# [Text extract]
Not only was there the numerous race and championship wins for Marshall in the DTV Vauxhalls but there was also his own forays into racing cars of his own, sponsoring others (including F1 World Champion Denis Hulme, Tony Lanfranchi and offering Colin Chapman and Graham Hill a drive in Marshall's Lotus XI) and his business, Marshall Wingfield, in partnership with John Wingfield.

Marshall also won the final car meeting to be held at Crystal Palace in 1972. Run by AMOC, the final race was a Historic Sports Car race. Marshall won in a Lister Jaguar, WTM446.

Marshall raced Lotus Elans, the special Costin Amigo, Ford Escorts (winning the inaugural Mexico Championship from Jody Scheckter in 1971 and also finishing runner up to Roger Clark in the 1974 Avon Tour of Britain), Lola T70, Holden Torana at Bathurst, Hillman Avenger, Clan Crusader, Austin Marina, Birdcage Maserati, Mk2 Jaguar, Sunbeam Tiger Le Mans, Porsche 924, an Alfa Romeo, Chevrolet Camaro and BMWs.

Marshall competed in hundreds of events, ranging from the one-make Ford Escort Mexico Championship, competed in many rallies (including second to Roger Clark in a Ford Escort in the '74 Avon Tour of Britain).

# [Dataset records]

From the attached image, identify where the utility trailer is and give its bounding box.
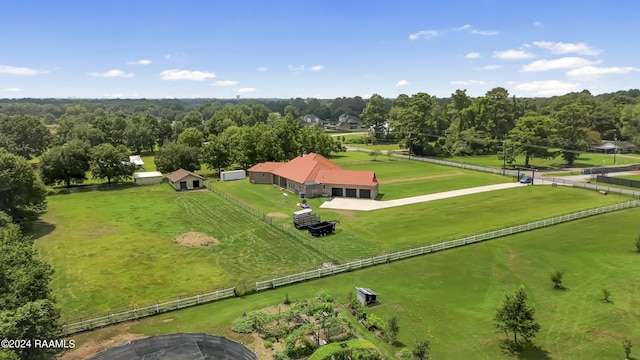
[308,220,339,236]
[293,209,320,229]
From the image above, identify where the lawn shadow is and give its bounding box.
[26,220,56,240]
[500,339,551,360]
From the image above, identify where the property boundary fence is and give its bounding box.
[61,200,640,336]
[596,175,640,188]
[62,288,235,336]
[207,184,344,262]
[256,200,640,291]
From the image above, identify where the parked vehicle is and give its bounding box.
[308,220,339,236]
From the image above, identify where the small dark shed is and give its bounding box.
[356,288,378,306]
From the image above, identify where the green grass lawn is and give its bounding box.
[442,153,640,169]
[67,209,640,360]
[214,174,629,259]
[35,184,326,317]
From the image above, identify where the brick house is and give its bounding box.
[247,153,378,199]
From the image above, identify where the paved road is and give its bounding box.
[320,182,526,211]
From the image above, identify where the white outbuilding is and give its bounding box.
[133,171,162,185]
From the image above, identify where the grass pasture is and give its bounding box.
[35,184,326,317]
[442,153,640,169]
[65,209,640,360]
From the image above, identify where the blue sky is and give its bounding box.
[0,0,640,98]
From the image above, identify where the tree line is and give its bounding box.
[361,87,640,165]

# [Exercise requirements]
In the text on Marshall's racing career, rename "Roger Clark" as "R. Clark" throughout the part starting with "Marshall also won" and going on through "Tour of Britain).", and give that part again.

# [Complete output]
Marshall also won the final car meeting to be held at Crystal Palace in 1972. Run by AMOC, the final race was a Historic Sports Car race. Marshall won in a Lister Jaguar, WTM446.

Marshall raced Lotus Elans, the special Costin Amigo, Ford Escorts (winning the inaugural Mexico Championship from Jody Scheckter in 1971 and also finishing runner up to R. Clark in the 1974 Avon Tour of Britain), Lola T70, Holden Torana at Bathurst, Hillman Avenger, Clan Crusader, Austin Marina, Birdcage Maserati, Mk2 Jaguar, Sunbeam Tiger Le Mans, Porsche 924, an Alfa Romeo, Chevrolet Camaro and BMWs.

Marshall competed in hundreds of events, ranging from the one-make Ford Escort Mexico Championship, competed in many rallies (including second to R. Clark in a Ford Escort in the '74 Avon Tour of Britain).